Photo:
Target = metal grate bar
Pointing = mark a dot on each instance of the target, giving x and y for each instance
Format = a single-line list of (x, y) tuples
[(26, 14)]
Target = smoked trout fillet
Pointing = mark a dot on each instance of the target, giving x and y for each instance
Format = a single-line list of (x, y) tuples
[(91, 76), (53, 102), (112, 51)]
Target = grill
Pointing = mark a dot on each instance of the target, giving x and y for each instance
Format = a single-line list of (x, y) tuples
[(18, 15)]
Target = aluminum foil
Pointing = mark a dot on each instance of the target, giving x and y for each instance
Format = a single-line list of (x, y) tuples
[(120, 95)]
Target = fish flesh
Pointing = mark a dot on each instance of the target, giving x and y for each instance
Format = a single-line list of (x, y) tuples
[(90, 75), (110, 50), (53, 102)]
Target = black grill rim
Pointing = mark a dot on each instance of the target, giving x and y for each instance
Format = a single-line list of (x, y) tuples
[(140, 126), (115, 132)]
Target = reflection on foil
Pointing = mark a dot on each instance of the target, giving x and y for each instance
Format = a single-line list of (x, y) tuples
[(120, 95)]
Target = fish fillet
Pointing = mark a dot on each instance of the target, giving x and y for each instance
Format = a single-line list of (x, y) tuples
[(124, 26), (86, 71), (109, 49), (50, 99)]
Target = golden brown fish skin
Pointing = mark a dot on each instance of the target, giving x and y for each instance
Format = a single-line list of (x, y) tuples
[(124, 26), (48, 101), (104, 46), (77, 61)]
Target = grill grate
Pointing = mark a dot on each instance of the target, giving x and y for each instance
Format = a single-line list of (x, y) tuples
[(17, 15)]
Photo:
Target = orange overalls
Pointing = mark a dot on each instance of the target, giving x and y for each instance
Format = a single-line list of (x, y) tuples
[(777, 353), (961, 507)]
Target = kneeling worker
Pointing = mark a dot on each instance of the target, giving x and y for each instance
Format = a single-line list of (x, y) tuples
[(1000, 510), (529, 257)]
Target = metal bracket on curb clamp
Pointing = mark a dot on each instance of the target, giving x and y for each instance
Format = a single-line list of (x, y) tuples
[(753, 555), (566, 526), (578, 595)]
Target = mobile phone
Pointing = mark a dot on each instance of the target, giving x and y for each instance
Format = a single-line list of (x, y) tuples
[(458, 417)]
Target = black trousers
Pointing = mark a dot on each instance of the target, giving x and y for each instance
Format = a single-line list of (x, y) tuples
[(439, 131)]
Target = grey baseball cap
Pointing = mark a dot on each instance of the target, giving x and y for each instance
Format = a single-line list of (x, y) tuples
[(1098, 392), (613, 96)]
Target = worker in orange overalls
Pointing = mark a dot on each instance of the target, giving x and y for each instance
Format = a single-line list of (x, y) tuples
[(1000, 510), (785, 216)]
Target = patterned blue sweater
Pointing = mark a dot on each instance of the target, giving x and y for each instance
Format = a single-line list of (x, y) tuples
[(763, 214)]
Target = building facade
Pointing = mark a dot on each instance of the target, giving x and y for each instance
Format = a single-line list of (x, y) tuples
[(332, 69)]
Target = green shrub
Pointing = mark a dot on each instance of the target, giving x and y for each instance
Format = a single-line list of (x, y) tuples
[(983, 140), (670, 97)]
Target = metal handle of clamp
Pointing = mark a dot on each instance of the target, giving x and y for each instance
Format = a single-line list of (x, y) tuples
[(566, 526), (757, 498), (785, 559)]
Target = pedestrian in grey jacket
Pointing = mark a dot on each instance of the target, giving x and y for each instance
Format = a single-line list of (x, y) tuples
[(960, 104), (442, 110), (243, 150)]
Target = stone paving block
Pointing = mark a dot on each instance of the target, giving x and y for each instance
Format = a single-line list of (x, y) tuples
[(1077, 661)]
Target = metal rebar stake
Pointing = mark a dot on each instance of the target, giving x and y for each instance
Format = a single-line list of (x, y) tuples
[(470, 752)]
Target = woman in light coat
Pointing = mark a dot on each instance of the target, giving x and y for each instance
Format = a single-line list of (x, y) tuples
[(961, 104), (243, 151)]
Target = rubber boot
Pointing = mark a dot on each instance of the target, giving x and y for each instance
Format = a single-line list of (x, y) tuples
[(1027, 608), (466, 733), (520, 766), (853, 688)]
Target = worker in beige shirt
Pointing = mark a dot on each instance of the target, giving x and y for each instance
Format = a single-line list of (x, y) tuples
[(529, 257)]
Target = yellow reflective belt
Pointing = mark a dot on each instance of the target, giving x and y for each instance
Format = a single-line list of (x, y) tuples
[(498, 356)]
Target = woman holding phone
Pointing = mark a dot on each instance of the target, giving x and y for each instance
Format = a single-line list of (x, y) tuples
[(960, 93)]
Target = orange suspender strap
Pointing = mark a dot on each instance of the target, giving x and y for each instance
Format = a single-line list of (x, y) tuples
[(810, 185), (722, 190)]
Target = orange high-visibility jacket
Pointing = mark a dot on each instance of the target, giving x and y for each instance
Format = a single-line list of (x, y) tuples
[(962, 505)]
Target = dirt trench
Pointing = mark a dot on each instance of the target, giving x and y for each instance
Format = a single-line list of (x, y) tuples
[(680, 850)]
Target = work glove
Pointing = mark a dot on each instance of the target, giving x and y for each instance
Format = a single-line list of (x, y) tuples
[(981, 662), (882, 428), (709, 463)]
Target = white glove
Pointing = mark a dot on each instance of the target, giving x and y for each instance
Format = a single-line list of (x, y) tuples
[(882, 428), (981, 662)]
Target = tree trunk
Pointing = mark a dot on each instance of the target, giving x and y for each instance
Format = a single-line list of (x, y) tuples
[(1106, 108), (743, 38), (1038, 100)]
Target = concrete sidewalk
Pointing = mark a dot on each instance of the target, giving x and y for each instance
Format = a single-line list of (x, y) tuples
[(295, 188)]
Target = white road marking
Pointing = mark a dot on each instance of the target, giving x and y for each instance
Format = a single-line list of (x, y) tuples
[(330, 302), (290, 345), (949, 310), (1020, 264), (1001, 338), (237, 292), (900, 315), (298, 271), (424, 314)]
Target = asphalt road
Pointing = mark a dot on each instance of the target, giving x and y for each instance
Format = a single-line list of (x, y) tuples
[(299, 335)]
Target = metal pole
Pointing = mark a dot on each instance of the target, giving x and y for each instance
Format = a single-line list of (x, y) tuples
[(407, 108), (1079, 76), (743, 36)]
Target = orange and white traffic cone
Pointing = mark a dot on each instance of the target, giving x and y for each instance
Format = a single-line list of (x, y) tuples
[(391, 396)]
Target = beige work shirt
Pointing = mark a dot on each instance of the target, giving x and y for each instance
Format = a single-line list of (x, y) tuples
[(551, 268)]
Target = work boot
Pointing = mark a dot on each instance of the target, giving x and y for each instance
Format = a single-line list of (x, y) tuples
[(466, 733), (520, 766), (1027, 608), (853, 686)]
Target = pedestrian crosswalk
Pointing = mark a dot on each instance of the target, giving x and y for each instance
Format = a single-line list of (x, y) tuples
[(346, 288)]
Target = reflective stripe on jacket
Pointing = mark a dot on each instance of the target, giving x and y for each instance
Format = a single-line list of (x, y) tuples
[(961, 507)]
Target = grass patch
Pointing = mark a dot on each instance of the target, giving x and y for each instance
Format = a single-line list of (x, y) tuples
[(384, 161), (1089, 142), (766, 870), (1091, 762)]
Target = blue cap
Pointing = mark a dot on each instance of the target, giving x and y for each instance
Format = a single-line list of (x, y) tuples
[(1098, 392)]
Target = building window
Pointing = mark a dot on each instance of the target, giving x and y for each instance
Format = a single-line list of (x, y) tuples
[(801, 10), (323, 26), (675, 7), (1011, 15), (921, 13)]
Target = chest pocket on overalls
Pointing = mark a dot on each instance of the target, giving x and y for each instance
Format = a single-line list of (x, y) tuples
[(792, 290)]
============================================================
**Task instructions:** Reproduce the rows above word for word, from the line that contains "Target = chest pocket on overalls" through the final line of the rows, with both ends included.

**Exercise response:**
Target = chest pocket on overalls
Pointing = mark a dot on each instance of the target, giving x and y for each instance
Format = a single-line list of (x, y) tuples
[(792, 290)]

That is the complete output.